Excerpted passage:
For post-market monitoring, research into disturbed biotopes in categories 2 and 3 is to be recommended.

Significance of disturbed habitats in agricultural landscapes

The results of the inventory of disturbed biotopes in the 22 landscape segments are shown in Diagram 1. This shows that the original classification according to strict geographical landscapes does not always make sense. Where landscape segments are characterised by certain site factors, e.g. soil wetness or soil drought, these factors dominate cultivation conditions to a greater extent than the geographical location.

Based on the 22 landscape segments, the relative proportion of disturbed biotopes is on average between four and five per cent, although with considerable variations. The proportion of disturbed areas in the northern Uckermark region is on average 1.9 per cent; in Rädekow (moraine flatlands in central and eastern Brandenburg) it is 12.2 per cent. Low values are typical of particularly unstructured landscapes, while high values are typical of richly structured landscapes.

In order to take account of the variations in agricultural use and in habitats in a monitoring network focused on agricultural and environmental concerns, the network needs to consist of specially selected and adequately sized monitoring sites.

Long-term observations

It was possible to set up long-term observation areas on and near release sites in only two cases; all other observation sites were on conventionally cultivated areas. Plant stock levels were recorded using phytosociological methods during the three years of the experiment on at least three dates per year. Since the experiments with GM plants involved investigations over several years with phosphinotricin-tolerant (HR) oilseed rape and/or (HR) maize, the problem of oilseed rape volunteers appeared in subsequent years. Compared to conventional herbicides, however, the use of phosphinotricin does not necessarily result in a reduction of plant species diversity.

Selection of landscape segments for a monitoring network

When selecting agricultural landscape segments for a monitoring network, there are several aspects that need to be taken into account. The bigger the area planted with a crop species in a landscape segment, the greater the probability of finding crop plants in disturbed habitats outside fields. A high or low relative area of a (genetically modified) crop species in a region therefore provides a first indication of the importance of an area as a monitoring network site. An additional criterion to be taken into account is the proportion of disturbed areas in a landscape segment (see above). If high values of both criteria are used to make the selection, the resulting network will represent a ‘worst case scenario’ of landscape segments. This type of monitoring network is most likely to indicate dispersal tendencies among crop species.

Saved entries:
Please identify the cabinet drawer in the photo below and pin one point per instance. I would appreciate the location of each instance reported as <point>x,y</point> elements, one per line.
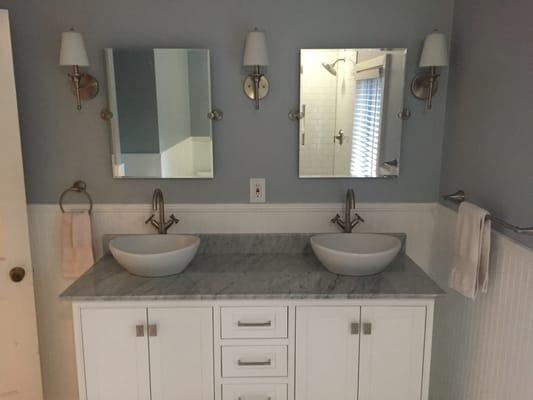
<point>253,322</point>
<point>254,391</point>
<point>244,361</point>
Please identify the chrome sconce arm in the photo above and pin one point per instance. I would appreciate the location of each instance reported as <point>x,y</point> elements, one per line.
<point>256,84</point>
<point>74,55</point>
<point>424,85</point>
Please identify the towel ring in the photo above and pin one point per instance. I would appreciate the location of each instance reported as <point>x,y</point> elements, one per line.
<point>78,187</point>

Questions:
1. Duplicate the stretch of the passage on disturbed biotopes from "Based on the" through "sized monitoring sites.".
2. According to the passage on disturbed biotopes, in how many cases could long-term observation areas be set up on and near release sites?
The rows above are separate material and stand apart from the passage on disturbed biotopes.

Exercise answers:
1.
Based on the 22 landscape segments, the relative proportion of disturbed biotopes is on average between four and five per cent, although with considerable variations. The proportion of disturbed areas in the northern Uckermark region is on average 1.9 per cent; in Rädekow (moraine flatlands in central and eastern Brandenburg) it is 12.2 per cent. Low values are typical of particularly unstructured landscapes, while high values are typical of richly structured landscapes.

In order to take account of the variations in agricultural use and in habitats in a monitoring network focused on agricultural and environmental concerns, the network needs to consist of specially selected and adequately sized monitoring sites.

2. Only two.